Recorded data
Content starts
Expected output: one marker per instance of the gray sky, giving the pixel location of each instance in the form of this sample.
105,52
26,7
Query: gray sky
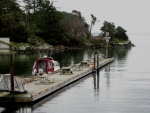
132,15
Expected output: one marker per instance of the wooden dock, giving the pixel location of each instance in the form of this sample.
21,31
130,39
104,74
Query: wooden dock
37,89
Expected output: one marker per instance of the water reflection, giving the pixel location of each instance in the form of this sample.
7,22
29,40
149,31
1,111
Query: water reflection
31,107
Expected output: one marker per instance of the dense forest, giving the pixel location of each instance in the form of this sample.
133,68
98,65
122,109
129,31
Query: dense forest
39,21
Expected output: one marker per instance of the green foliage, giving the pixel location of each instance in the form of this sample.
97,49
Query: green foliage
115,33
39,22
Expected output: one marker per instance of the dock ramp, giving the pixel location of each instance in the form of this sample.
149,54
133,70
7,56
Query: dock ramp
5,84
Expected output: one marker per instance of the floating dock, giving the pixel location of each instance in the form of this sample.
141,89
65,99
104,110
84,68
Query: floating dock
35,89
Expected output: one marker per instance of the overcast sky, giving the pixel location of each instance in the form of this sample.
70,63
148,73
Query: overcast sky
132,15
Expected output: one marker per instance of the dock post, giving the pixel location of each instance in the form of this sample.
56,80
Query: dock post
94,61
97,59
11,72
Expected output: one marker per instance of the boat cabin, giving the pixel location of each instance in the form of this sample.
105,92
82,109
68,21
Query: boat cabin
45,65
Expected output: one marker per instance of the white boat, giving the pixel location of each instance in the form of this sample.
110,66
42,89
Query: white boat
45,65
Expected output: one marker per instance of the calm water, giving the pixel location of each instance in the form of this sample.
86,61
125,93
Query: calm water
121,87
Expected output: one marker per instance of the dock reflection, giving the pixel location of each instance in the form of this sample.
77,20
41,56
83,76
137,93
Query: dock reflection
30,107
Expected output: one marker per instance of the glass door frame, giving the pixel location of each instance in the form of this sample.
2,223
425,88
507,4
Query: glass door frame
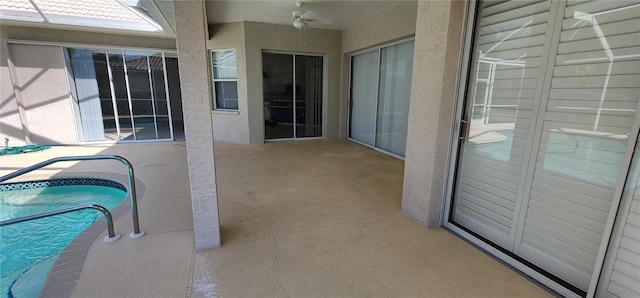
459,132
324,94
377,49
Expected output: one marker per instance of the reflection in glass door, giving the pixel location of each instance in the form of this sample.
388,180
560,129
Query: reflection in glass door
292,95
379,99
552,103
124,95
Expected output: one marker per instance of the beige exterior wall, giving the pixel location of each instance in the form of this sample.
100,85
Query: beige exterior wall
38,82
435,66
259,37
394,24
192,33
11,126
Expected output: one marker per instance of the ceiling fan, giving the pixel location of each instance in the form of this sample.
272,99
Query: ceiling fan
301,19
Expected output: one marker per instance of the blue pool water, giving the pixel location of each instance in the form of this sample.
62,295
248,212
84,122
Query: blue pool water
29,249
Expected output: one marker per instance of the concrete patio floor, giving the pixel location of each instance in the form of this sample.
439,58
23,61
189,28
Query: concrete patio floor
299,219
Content ends
§ Directions for this task
Output the data exactly as it is, with the pictures dropped.

§ Worked solution
Expected output: one marker per instance of the gray sky, giving the pixel location of each instance in the form of this sample.
105,52
26,7
Query: gray sky
132,15
Expected output: one marker per instance of the wooden dock, giving the pixel location of each instance in the form of this sample.
21,31
130,39
104,74
Query: wooden dock
37,89
Expected output: one marker per instance of the water reflection, giving the pixel location of each instance in the form of this sample.
7,22
29,40
149,31
1,111
Query: water reflection
31,107
Expected output: one marker per instance of the dense forest, giving the pixel location of each instance in the form of this sample.
133,68
98,65
122,109
129,31
Query: dense forest
39,21
Expected output: one marker per instance of the green foliage, giving the pixel location of each instance in the form of this sample.
97,49
Query: green foliage
115,33
39,22
Expected output: one marker per instance of the dock ramp, giving the pixel location of each instance in the form of this sample.
149,54
133,70
7,56
Query: dock ramp
5,84
Expected output: one marker per instance of the floating dock, giving the pixel location of each instance in the form of this sample.
141,89
65,99
104,110
84,68
Query: floating dock
35,89
Expected output: one marker per instance of the overcast sky, giving the pixel location of each instance in the form of this sample.
70,63
148,73
Query: overcast sky
132,15
Expected output: one marker per instance of the dock post, giving the pixel location of each instance in the form of this sample.
56,80
Query: dock post
94,61
97,59
11,72
Expected output: one marker per instance of the boat cabin, giving the pixel location of each instance in the form of this sample.
105,92
82,109
68,21
Query: boat cabin
45,65
Expected output: one marker per instance of the white boat, giving the pixel location of each instance in the form of this sample.
110,66
42,89
Query: white boat
45,65
Expected output: one marker per instance of the calm water, giving the pixel location of each instance in the form of this sample.
86,61
125,93
Query: calm water
121,87
Expected output: one marker per instance of the dock reflection, giving the pixel location of each instance in the form of this sample.
77,20
41,56
83,76
137,93
Query: dock reflection
30,107
Expected output: one marker per instance of the glass door frame, giving the pixel location of each instance in the form of this sample.
2,223
425,88
507,4
Query: glass door frame
459,132
324,94
377,49
Expected output: one marker per instance of the reflection in glass door, giving the pixel location of each instance in the form of this sample.
388,180
560,129
Query: reflection in glass door
292,95
379,99
552,103
124,95
Expected output: one marker per instance of the beige exterior wall, giving the pixel location of each instance in the form of this sample.
100,85
Query: beige exterior wall
38,82
435,66
259,37
394,24
192,33
11,126
Expected output: one marker per instance of the ceiling fan, giving the pixel location of each instance in the form of this sample.
272,99
Query: ceiling fan
301,19
Expected output: one marker per instance of the blue pool water, giving the pixel location of each instance in the form of this sample.
62,295
248,212
84,122
Query: blue pool water
29,249
Expected output: one marker per instance of the concrete patio floor, giving the pixel location of each instance in the form of this sample.
439,58
23,61
189,28
Query: concrete patio floor
299,219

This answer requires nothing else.